→ **WRITTEN TASK**
Tally the lines in the records below that contain the string "upper", matching case exactly. Reply with the number alone.

***** MATERIALS PROVIDED *****

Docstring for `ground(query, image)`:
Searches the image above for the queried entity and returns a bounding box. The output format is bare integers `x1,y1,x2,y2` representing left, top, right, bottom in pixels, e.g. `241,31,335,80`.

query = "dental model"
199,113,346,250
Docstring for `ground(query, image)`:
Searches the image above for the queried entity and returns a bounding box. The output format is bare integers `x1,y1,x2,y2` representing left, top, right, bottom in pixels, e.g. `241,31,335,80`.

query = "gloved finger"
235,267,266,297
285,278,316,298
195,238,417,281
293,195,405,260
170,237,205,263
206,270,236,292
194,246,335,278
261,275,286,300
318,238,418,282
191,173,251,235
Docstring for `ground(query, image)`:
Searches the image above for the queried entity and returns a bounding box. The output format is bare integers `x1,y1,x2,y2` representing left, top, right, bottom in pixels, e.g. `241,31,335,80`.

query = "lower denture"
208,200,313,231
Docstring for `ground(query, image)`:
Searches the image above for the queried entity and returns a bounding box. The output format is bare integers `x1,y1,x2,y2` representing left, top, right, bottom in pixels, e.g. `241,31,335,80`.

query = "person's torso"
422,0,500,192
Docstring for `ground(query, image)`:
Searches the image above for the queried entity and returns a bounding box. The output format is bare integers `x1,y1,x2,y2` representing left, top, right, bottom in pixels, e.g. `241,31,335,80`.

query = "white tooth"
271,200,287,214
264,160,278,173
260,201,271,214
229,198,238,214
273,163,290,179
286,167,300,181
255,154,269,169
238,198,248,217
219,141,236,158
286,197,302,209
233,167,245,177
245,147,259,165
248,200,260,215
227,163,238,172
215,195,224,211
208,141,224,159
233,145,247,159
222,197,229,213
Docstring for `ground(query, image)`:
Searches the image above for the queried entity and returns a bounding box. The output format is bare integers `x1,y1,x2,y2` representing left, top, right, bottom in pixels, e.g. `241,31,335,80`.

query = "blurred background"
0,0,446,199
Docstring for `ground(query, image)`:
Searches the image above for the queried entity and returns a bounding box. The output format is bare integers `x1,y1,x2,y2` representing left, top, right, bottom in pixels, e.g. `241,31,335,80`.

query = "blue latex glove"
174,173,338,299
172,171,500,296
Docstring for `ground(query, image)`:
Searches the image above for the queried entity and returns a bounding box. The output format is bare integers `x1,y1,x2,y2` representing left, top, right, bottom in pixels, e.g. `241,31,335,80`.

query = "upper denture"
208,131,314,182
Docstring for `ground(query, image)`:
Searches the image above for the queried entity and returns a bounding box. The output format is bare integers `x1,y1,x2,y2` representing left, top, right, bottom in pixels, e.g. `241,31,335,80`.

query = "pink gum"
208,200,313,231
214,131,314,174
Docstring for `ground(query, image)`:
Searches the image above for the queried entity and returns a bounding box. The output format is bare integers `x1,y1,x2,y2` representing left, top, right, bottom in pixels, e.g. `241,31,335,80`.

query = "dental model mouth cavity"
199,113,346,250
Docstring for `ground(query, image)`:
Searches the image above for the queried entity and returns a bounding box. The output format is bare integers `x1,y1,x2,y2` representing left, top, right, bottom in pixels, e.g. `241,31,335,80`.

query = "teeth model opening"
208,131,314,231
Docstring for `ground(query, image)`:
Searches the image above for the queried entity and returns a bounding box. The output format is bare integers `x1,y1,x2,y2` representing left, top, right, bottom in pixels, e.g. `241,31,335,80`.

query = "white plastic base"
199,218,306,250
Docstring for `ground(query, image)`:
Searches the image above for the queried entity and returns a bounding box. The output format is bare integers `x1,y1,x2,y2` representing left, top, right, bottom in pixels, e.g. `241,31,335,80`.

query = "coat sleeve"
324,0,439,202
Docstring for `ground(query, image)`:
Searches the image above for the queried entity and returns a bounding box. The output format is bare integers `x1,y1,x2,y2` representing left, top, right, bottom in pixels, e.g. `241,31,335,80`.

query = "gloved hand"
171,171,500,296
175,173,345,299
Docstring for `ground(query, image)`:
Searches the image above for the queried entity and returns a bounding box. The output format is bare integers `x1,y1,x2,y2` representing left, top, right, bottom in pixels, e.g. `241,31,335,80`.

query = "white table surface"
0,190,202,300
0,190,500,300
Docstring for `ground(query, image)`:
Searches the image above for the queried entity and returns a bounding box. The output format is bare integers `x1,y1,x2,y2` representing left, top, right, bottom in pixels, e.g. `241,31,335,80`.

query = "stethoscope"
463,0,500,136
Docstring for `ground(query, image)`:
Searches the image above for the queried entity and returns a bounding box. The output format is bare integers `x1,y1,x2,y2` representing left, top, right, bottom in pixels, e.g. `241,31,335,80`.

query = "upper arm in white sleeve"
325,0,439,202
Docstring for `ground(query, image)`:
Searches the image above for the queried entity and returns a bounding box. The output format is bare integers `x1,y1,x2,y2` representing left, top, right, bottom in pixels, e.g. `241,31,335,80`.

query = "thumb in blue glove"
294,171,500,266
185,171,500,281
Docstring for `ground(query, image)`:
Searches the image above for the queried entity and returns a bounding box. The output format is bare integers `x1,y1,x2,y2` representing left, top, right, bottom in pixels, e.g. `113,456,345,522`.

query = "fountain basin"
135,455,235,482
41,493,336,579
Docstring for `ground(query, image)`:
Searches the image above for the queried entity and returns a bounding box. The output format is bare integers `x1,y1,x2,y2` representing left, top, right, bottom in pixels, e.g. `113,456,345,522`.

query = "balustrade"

*****

→ **SOLUTION FOR THIS PROBLEM**
2